Exercise: Rewrite every line below in full, shifting each x and y coordinate in the answers up by 58. Leave the pictures out of your answer.

Raw data:
────────
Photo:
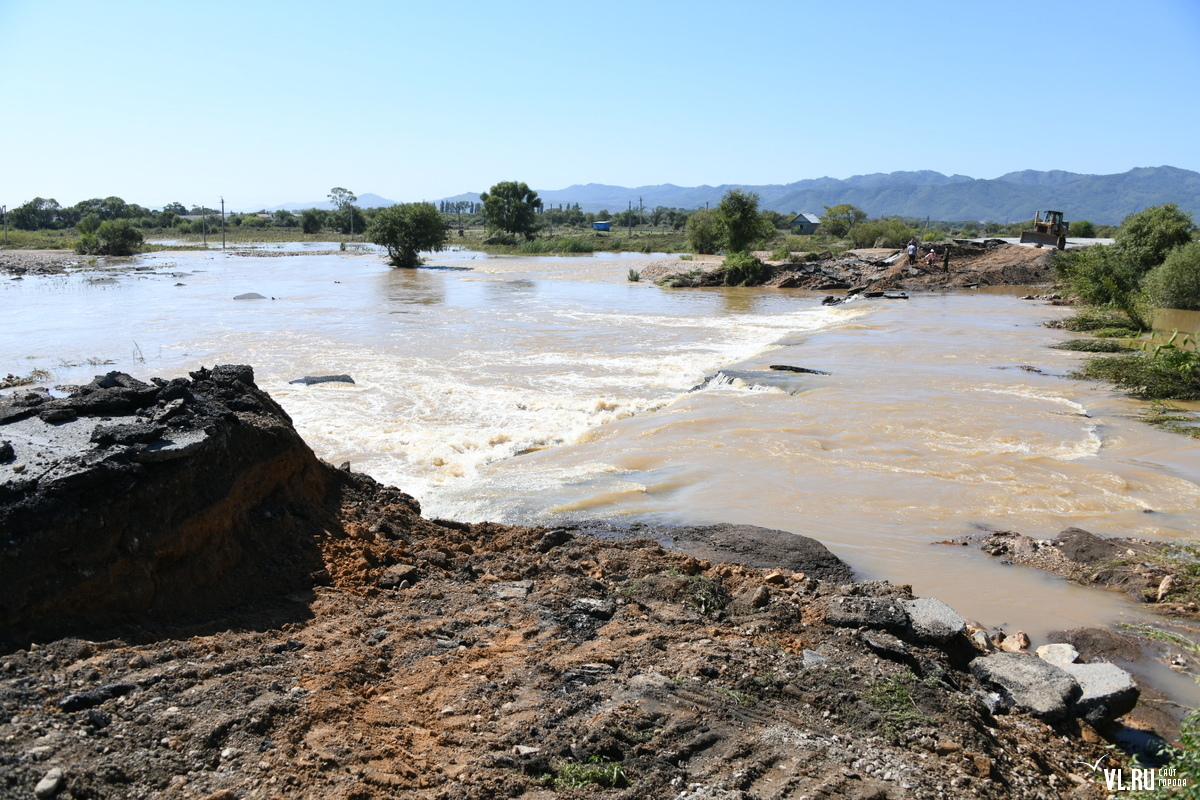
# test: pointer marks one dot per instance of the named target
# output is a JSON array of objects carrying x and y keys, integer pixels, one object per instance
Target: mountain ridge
[{"x": 1104, "y": 199}]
────────
Response to the exercise:
Photo:
# test: pointer marks one dot per instance of the named target
# output is a JSON array of objects carrying x and y keys, integer pixels, one object per instance
Target: mountain ridge
[{"x": 1162, "y": 257}]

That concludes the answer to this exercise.